====== FRAGMENTO DEL TEXTO
El 24 de noviembre de 1991, un día después de haber hecho el anuncio público de su grave estado de salud, el líder de Queen, Freddie Mercury, murió. En esas últimas horas, además de haber hablado del virus del VIH y la enfermedad del sida ante un mundo que lo necesitaba —por entonces era un problema que, además del cuadro médico, imponía sobre las víctimas un estigma social—, pensó también en los otros más cercanos a él, recordó Elton John.
En su libro Love is the Cure: On Life, Loss and the End of Aids (El amor es la cura: sobre la vida, la pérdida y el fin del Sida), el músico británico, contemporáneo y amigo de Mercury, recordó una historia que sólo se reveló luego de la muerte del cantante.
============
__CONSIGNA A__: Enumera los nombres de personas y de grupos musicales que aparecen en el texto sobre Freddie Mercury.
__CONSIGNA B__: Reproduce del texto sobre Freddie Mercury todo lo que va desde "En su libro" hasta "muerte del cantante.".
====== DATOS EXTRAÍDOS
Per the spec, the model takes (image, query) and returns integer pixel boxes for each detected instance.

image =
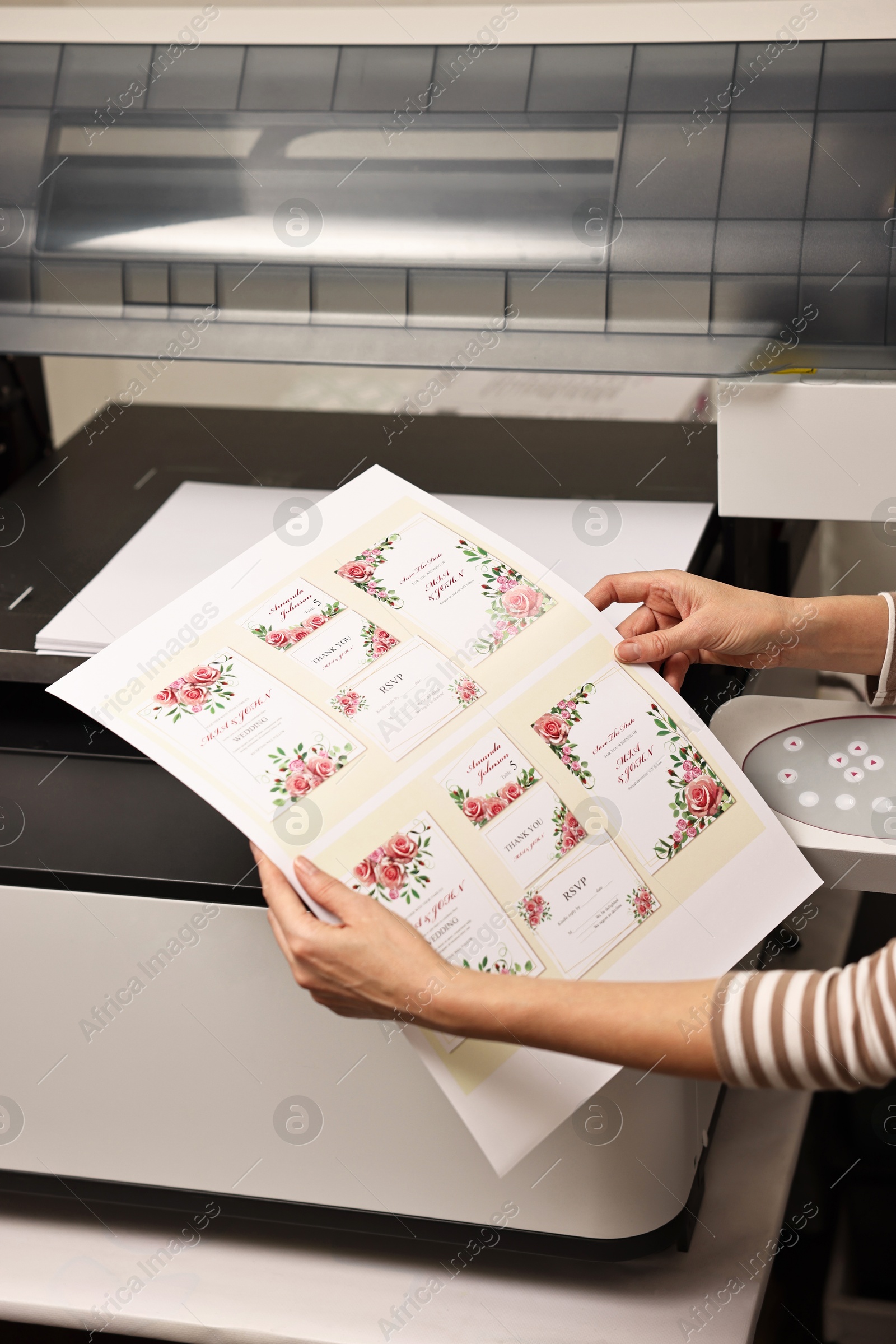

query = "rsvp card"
[330,637,485,761]
[517,841,660,978]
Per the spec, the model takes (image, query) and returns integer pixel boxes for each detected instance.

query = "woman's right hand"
[586,570,816,691]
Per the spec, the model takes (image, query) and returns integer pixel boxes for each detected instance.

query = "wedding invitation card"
[532,664,735,872]
[336,513,553,666]
[343,812,544,976]
[136,648,364,820]
[51,466,818,1175]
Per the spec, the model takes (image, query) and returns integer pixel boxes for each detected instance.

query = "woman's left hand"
[253,845,469,1027]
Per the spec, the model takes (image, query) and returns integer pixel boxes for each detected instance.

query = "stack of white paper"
[35,481,712,654]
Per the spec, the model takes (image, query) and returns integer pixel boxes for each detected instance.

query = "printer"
[0,24,896,1259]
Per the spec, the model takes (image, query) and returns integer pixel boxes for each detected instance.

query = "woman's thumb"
[614,617,703,663]
[296,858,367,923]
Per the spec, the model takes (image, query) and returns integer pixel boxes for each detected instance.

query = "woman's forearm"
[423,970,718,1078]
[772,596,889,676]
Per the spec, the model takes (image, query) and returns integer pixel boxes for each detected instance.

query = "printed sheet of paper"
[53,466,818,1175]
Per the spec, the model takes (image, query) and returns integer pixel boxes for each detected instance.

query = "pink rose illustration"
[461,798,485,821]
[501,583,544,616]
[385,831,419,863]
[633,887,653,915]
[307,751,336,779]
[352,859,376,887]
[563,812,584,845]
[336,560,374,583]
[532,714,570,747]
[186,663,220,685]
[376,859,404,900]
[685,774,721,817]
[178,685,208,714]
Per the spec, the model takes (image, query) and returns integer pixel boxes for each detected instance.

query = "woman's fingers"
[584,570,656,612]
[296,858,370,923]
[251,845,317,933]
[662,653,693,691]
[614,616,707,663]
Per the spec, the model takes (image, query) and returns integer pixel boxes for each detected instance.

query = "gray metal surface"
[0,41,896,375]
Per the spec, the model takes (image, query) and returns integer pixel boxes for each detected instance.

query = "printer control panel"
[743,714,896,844]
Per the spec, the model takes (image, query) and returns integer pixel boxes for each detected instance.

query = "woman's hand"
[253,845,462,1027]
[586,570,811,691]
[253,845,718,1078]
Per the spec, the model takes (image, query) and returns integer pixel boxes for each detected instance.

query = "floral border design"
[553,798,587,859]
[532,681,594,789]
[330,691,367,719]
[267,741,354,808]
[516,891,552,930]
[151,659,238,723]
[447,766,542,826]
[461,942,535,976]
[647,703,735,859]
[249,602,347,653]
[361,621,400,663]
[626,883,660,923]
[336,532,404,607]
[457,538,556,654]
[352,822,432,906]
[449,676,485,708]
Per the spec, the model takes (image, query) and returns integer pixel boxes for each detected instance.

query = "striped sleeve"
[865,593,896,710]
[712,938,896,1091]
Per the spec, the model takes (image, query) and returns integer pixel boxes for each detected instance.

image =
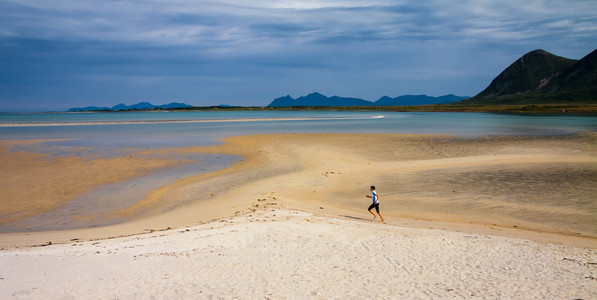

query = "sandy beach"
[0,133,597,299]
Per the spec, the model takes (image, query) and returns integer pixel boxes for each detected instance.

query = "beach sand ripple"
[0,206,597,299]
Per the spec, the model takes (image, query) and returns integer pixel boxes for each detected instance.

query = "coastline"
[0,133,597,248]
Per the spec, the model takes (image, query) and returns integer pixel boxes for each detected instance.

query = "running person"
[367,185,383,222]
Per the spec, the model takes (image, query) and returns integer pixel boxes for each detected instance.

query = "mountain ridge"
[268,92,468,107]
[67,102,191,112]
[458,49,597,105]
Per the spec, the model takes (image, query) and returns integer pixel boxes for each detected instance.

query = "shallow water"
[0,111,597,232]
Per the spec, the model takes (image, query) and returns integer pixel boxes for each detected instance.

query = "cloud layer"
[0,0,597,111]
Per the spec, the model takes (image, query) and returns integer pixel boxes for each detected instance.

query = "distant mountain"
[68,102,191,112]
[268,93,468,107]
[373,94,469,106]
[268,93,373,107]
[459,49,597,105]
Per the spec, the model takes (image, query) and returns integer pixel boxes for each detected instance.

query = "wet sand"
[0,133,597,299]
[0,133,597,247]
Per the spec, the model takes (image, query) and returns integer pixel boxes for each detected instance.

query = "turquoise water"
[0,111,597,232]
[0,111,597,148]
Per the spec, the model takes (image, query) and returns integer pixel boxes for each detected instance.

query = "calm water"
[0,111,597,148]
[0,111,597,232]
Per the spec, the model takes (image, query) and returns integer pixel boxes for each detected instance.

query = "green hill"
[458,50,597,105]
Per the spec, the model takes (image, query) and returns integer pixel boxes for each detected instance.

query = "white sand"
[0,208,597,299]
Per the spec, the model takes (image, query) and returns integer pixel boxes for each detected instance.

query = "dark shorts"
[368,202,379,213]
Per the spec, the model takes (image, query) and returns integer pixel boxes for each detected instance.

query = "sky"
[0,0,597,112]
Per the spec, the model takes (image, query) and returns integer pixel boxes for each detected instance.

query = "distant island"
[458,49,597,106]
[268,92,470,107]
[68,49,597,114]
[68,102,191,112]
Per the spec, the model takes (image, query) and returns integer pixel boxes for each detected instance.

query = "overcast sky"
[0,0,597,112]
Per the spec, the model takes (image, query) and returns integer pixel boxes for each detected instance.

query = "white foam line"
[0,118,378,127]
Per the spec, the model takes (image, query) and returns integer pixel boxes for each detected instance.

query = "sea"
[0,110,597,232]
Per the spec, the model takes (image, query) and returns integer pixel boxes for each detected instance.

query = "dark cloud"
[0,0,597,111]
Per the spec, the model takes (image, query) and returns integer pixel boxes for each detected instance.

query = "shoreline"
[0,133,597,249]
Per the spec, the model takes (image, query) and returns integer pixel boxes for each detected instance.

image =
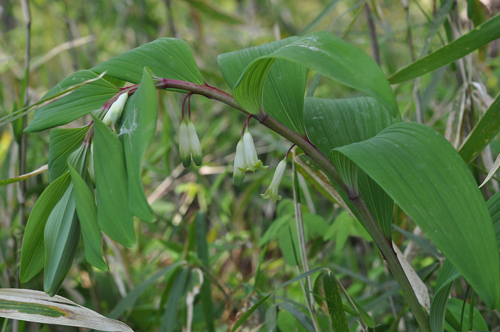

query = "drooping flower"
[179,121,191,168]
[233,139,247,186]
[102,93,128,126]
[243,127,268,172]
[261,159,286,204]
[188,121,203,166]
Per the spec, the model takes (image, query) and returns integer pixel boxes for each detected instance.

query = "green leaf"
[49,126,89,182]
[231,267,323,332]
[109,262,182,319]
[43,184,80,296]
[278,302,315,332]
[458,94,500,163]
[24,70,120,133]
[304,97,399,239]
[0,288,133,332]
[92,115,135,248]
[0,164,49,187]
[323,271,349,332]
[91,38,204,84]
[68,165,108,271]
[186,0,244,24]
[160,267,190,332]
[389,15,500,84]
[195,211,215,332]
[19,173,71,282]
[233,31,399,117]
[117,68,158,222]
[217,37,306,136]
[444,298,489,332]
[429,260,460,332]
[336,123,500,308]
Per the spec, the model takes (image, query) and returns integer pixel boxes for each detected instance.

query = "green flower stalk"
[179,121,191,168]
[188,121,203,166]
[233,138,247,186]
[261,159,286,204]
[102,92,128,126]
[243,127,268,172]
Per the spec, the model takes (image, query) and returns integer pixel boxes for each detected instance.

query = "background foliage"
[0,0,500,331]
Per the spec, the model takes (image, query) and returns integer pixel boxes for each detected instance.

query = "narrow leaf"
[91,38,204,84]
[68,166,108,271]
[458,94,500,163]
[231,267,323,332]
[336,123,500,308]
[19,173,71,282]
[117,68,158,222]
[24,70,120,133]
[389,15,500,84]
[0,165,49,187]
[323,271,349,332]
[0,288,133,332]
[92,116,135,248]
[43,184,80,296]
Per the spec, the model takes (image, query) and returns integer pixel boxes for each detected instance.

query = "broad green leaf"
[117,68,158,222]
[278,302,315,332]
[68,166,108,271]
[195,211,215,332]
[43,184,80,296]
[49,126,89,182]
[293,154,349,206]
[304,97,398,239]
[186,0,244,24]
[160,267,190,332]
[0,165,49,187]
[233,31,399,117]
[458,94,500,163]
[0,288,133,332]
[444,298,489,332]
[109,262,182,319]
[389,15,500,84]
[429,260,460,332]
[336,123,500,308]
[217,37,306,136]
[19,173,71,282]
[91,38,204,84]
[323,271,349,332]
[24,70,120,133]
[231,267,323,332]
[92,115,135,248]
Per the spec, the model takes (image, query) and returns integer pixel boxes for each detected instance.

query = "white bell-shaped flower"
[233,139,247,186]
[179,121,191,168]
[102,92,128,126]
[261,159,286,204]
[188,121,203,166]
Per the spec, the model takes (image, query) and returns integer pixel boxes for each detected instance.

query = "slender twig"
[16,0,31,332]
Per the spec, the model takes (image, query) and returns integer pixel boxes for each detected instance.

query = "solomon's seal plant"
[2,17,500,332]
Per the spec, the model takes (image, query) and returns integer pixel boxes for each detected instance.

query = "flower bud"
[179,121,191,168]
[261,159,286,204]
[188,121,203,166]
[233,139,247,186]
[243,128,267,172]
[102,92,128,126]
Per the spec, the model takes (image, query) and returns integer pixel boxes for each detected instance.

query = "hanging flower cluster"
[179,93,203,168]
[233,116,286,204]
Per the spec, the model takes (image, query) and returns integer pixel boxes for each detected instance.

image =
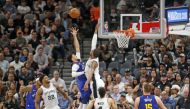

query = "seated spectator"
[176,87,190,109]
[161,91,175,109]
[16,30,26,48]
[154,87,162,97]
[115,74,124,92]
[34,46,49,75]
[3,90,19,109]
[117,93,132,109]
[111,85,121,102]
[156,73,171,91]
[8,82,19,101]
[10,55,24,71]
[17,0,31,15]
[171,85,181,104]
[50,71,67,91]
[4,18,16,39]
[3,0,16,14]
[19,66,34,86]
[105,74,114,93]
[122,69,134,84]
[27,53,38,71]
[0,52,9,75]
[28,31,40,49]
[125,85,134,107]
[3,46,14,62]
[3,66,18,84]
[173,74,184,87]
[20,48,29,62]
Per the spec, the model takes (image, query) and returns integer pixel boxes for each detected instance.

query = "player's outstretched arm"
[86,100,95,109]
[108,98,117,109]
[71,64,84,77]
[84,61,98,91]
[35,88,43,109]
[134,97,140,109]
[91,24,99,51]
[155,96,167,109]
[54,85,68,99]
[71,27,80,52]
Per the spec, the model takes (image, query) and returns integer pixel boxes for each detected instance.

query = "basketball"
[69,8,80,18]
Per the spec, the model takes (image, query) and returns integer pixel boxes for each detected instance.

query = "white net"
[114,32,130,48]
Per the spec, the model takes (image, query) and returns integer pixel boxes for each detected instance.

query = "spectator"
[34,46,49,75]
[117,93,132,109]
[176,88,190,109]
[122,69,134,84]
[154,87,161,97]
[19,48,29,62]
[3,0,16,14]
[3,90,19,109]
[0,34,10,47]
[0,52,9,75]
[50,71,67,91]
[105,74,114,93]
[16,30,26,48]
[156,73,171,91]
[171,85,181,104]
[58,84,71,109]
[173,74,184,87]
[161,91,175,109]
[28,31,40,49]
[17,0,31,15]
[10,55,24,71]
[111,85,121,102]
[19,66,34,86]
[3,46,14,62]
[115,74,124,92]
[27,53,38,71]
[126,85,134,107]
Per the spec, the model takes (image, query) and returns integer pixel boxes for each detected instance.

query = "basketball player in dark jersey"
[134,82,167,109]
============
__RESPUESTA ESCRITA A__:
Queen
Freddie Mercury
Elton John

__RESPUESTA ESCRITA B__:
En su libro Love is the Cure: On Life, Loss and the End of Aids (El amor es la cura: sobre la vida, la pérdida y el fin del Sida), el músico británico, contemporáneo y amigo de Mercury, recordó una historia que sólo se reveló luego de la muerte del cantante.